• _WRITTEN TASK_
Repeat exactly the lines of the listing from the line containing "Expected output: one marker per instance of the metal" through its last line, and nothing beyond them.

>> Start GIVEN RECORDS

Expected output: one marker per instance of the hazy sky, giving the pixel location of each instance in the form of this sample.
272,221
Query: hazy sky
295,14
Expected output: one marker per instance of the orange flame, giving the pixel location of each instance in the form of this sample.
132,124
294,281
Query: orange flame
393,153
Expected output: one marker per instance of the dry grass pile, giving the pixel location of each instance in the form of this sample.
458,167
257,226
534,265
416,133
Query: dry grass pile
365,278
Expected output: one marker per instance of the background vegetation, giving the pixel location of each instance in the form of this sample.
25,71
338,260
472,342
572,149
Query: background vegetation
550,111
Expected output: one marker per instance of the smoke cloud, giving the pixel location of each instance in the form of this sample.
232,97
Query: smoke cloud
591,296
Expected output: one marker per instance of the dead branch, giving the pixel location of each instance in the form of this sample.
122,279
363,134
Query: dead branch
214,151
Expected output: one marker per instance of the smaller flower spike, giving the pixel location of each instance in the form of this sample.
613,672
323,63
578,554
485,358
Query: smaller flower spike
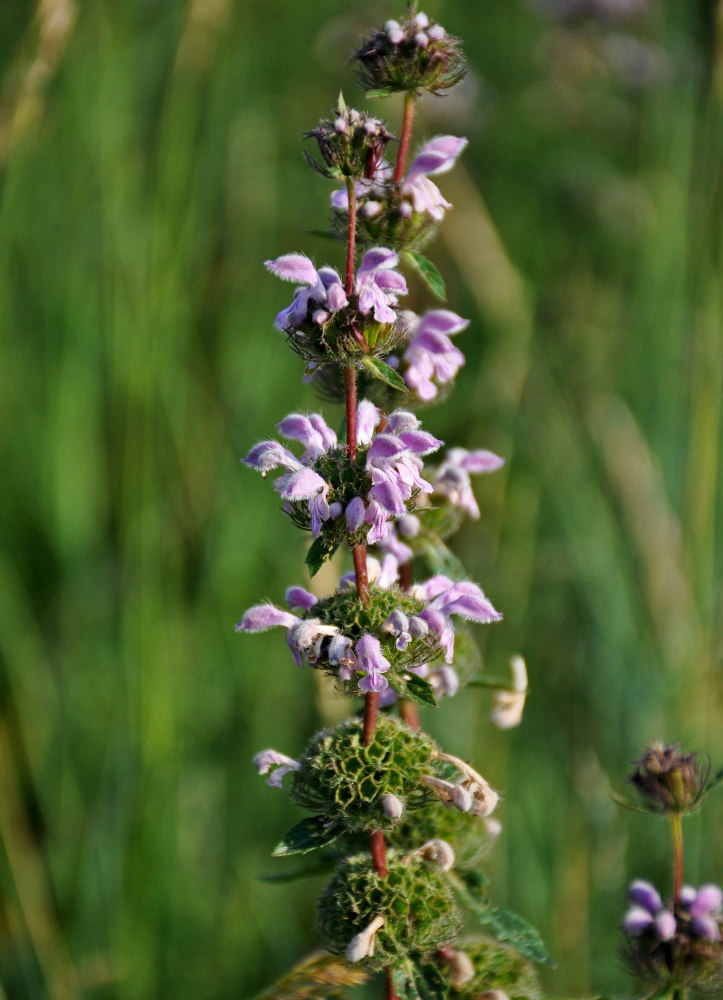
351,144
377,284
412,53
436,157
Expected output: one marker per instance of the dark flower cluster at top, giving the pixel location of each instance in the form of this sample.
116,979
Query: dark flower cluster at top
413,54
351,144
669,780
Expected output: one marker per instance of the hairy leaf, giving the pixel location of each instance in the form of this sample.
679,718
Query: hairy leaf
413,688
320,976
308,835
319,551
384,372
506,926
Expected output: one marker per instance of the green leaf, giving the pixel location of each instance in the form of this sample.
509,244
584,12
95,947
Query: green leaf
320,976
428,272
319,551
506,926
384,372
299,874
308,835
440,558
413,688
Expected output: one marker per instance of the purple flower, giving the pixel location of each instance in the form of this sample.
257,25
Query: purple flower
304,636
452,478
422,195
377,284
431,355
436,157
322,288
444,598
636,921
644,894
708,898
373,662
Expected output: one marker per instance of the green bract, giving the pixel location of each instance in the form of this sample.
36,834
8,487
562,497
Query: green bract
419,912
465,834
346,781
497,967
345,610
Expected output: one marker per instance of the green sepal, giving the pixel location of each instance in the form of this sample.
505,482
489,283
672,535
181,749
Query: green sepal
384,372
440,558
308,835
413,688
428,272
320,976
319,551
507,927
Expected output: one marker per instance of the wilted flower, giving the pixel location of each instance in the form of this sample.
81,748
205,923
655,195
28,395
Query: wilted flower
668,780
351,143
509,705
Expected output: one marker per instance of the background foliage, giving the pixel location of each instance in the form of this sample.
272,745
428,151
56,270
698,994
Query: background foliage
149,162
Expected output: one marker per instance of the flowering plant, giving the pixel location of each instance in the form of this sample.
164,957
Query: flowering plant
404,821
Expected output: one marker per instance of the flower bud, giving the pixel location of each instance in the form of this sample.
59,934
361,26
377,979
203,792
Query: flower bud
351,144
411,54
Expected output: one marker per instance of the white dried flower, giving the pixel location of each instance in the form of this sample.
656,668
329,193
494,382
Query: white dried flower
509,705
362,944
439,853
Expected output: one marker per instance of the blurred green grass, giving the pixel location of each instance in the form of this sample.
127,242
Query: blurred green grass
150,163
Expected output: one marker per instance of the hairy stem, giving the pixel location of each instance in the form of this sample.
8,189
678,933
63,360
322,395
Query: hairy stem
350,399
351,237
406,136
676,826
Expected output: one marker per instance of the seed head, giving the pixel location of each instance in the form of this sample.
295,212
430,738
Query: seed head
668,780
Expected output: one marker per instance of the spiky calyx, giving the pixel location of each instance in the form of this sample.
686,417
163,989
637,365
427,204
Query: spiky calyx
348,782
416,904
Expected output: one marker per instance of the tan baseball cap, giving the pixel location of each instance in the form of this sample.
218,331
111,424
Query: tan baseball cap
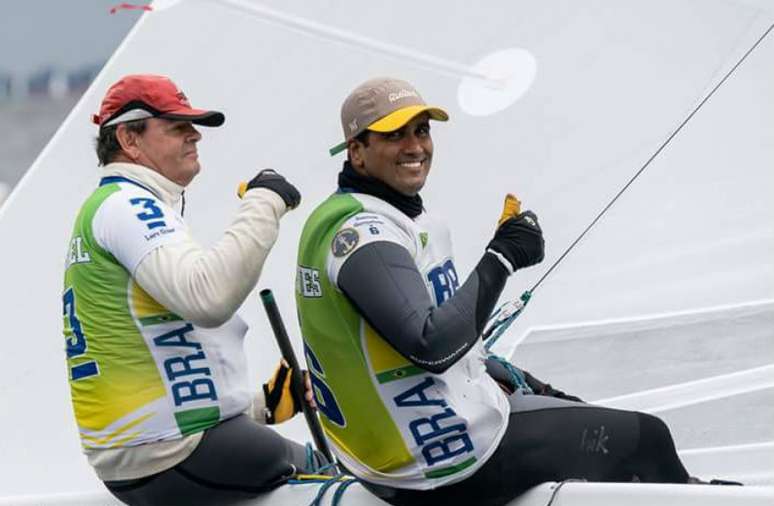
382,104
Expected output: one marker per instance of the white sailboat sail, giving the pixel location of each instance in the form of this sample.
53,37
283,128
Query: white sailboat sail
666,305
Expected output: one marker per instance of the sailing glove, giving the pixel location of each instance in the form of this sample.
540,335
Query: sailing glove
270,179
519,240
281,403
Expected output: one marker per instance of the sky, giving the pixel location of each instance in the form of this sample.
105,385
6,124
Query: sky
67,34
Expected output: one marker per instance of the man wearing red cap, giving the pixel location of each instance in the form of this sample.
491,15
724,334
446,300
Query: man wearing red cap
154,347
410,400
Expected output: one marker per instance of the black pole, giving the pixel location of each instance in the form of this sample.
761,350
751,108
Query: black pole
297,381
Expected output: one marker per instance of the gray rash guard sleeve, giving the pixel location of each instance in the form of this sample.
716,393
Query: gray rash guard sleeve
383,283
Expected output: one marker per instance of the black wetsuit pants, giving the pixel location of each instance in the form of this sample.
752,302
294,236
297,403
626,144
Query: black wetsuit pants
550,439
235,460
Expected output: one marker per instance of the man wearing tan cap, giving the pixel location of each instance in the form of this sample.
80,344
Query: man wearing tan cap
410,401
154,347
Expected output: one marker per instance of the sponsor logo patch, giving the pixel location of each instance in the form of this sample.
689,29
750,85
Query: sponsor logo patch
309,282
344,242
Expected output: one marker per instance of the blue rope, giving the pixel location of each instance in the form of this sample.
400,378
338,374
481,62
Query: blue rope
339,494
502,319
320,493
517,376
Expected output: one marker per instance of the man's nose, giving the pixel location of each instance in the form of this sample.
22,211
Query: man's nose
194,135
412,144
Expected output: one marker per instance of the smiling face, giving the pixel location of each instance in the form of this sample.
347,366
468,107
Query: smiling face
168,147
400,158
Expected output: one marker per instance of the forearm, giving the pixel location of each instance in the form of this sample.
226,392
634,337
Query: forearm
396,303
206,286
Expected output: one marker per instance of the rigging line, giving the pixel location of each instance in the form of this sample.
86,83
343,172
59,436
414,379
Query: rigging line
327,32
647,163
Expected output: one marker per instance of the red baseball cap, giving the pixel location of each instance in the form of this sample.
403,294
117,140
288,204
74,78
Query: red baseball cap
141,96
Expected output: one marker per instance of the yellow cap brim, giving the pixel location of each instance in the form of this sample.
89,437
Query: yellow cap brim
397,119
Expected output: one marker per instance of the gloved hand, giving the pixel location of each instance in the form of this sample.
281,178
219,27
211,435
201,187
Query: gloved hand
270,179
500,374
281,403
519,240
540,388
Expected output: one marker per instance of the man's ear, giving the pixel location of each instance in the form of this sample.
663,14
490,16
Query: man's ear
355,150
128,141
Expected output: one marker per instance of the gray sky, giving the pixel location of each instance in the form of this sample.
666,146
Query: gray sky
65,33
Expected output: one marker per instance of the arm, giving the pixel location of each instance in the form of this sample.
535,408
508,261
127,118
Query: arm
396,303
206,286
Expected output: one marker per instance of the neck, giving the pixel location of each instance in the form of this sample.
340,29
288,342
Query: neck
351,181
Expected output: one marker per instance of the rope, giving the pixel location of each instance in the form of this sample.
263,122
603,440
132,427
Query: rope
558,487
658,151
501,321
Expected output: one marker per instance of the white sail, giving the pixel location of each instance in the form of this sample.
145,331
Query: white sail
673,286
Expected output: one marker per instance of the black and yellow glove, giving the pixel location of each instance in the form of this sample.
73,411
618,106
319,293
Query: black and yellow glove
273,181
281,402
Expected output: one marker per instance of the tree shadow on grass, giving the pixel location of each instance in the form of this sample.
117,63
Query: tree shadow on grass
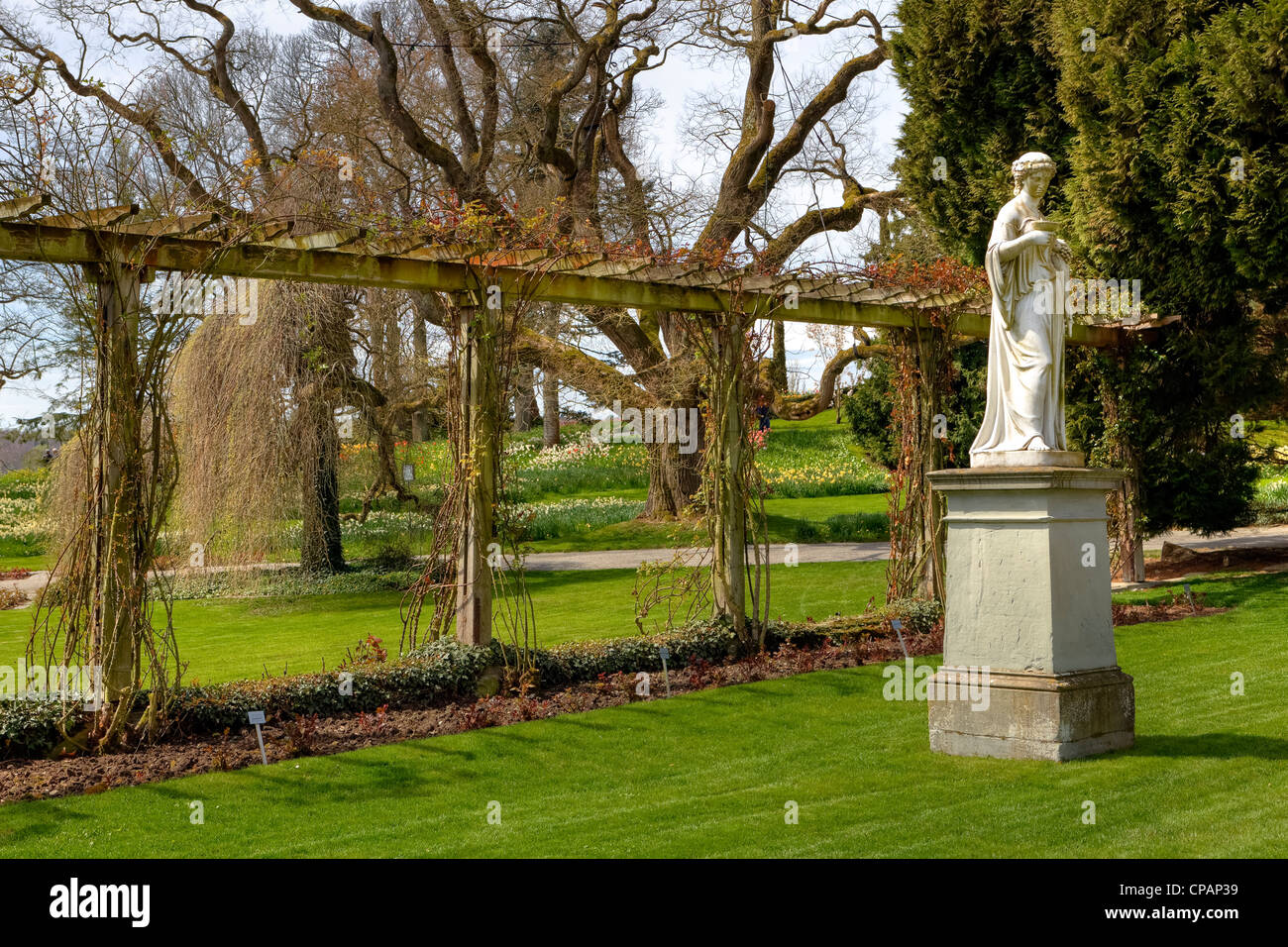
1212,746
1227,591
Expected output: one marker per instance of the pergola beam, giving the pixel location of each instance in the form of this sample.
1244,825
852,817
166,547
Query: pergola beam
39,241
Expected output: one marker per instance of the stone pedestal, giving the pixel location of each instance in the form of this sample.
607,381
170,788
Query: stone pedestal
1028,613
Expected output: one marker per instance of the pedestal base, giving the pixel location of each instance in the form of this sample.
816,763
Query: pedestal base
1031,714
1055,459
1028,602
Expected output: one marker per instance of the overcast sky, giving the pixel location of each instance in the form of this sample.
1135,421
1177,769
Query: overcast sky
669,150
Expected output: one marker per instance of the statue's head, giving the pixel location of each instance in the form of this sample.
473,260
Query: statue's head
1034,165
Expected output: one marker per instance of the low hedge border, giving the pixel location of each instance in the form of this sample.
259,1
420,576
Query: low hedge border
446,669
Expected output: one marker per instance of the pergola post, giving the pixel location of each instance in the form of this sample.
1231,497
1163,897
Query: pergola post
729,444
481,457
117,472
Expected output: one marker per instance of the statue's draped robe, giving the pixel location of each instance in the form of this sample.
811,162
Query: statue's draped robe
1025,343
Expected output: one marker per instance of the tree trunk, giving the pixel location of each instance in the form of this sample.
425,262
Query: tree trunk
524,398
674,478
321,549
480,463
549,408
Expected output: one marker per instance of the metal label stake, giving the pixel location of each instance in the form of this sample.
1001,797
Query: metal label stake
257,716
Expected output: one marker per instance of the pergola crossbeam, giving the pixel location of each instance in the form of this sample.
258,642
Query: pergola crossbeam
22,206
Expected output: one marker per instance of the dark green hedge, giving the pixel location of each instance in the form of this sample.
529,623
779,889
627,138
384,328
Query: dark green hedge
443,669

>> End GIVEN RECORDS

• _THE COMPLETED TASK_
Expected output: one marker per instance of the metal label stake, giving the pixel location of each instance in the form of this sample.
1001,797
Query: metal label stake
257,716
Expected output: one marker per instance of the pergola crossbeam, giving the pixel location of each instance in the form of this sample.
258,642
Query: pergola crossbeam
22,206
Expected output: one marker per instance of the dark green hedge, giving the pixel location of each instance in the form of this sample.
529,623
779,889
627,138
384,328
Query: dark green hedge
443,669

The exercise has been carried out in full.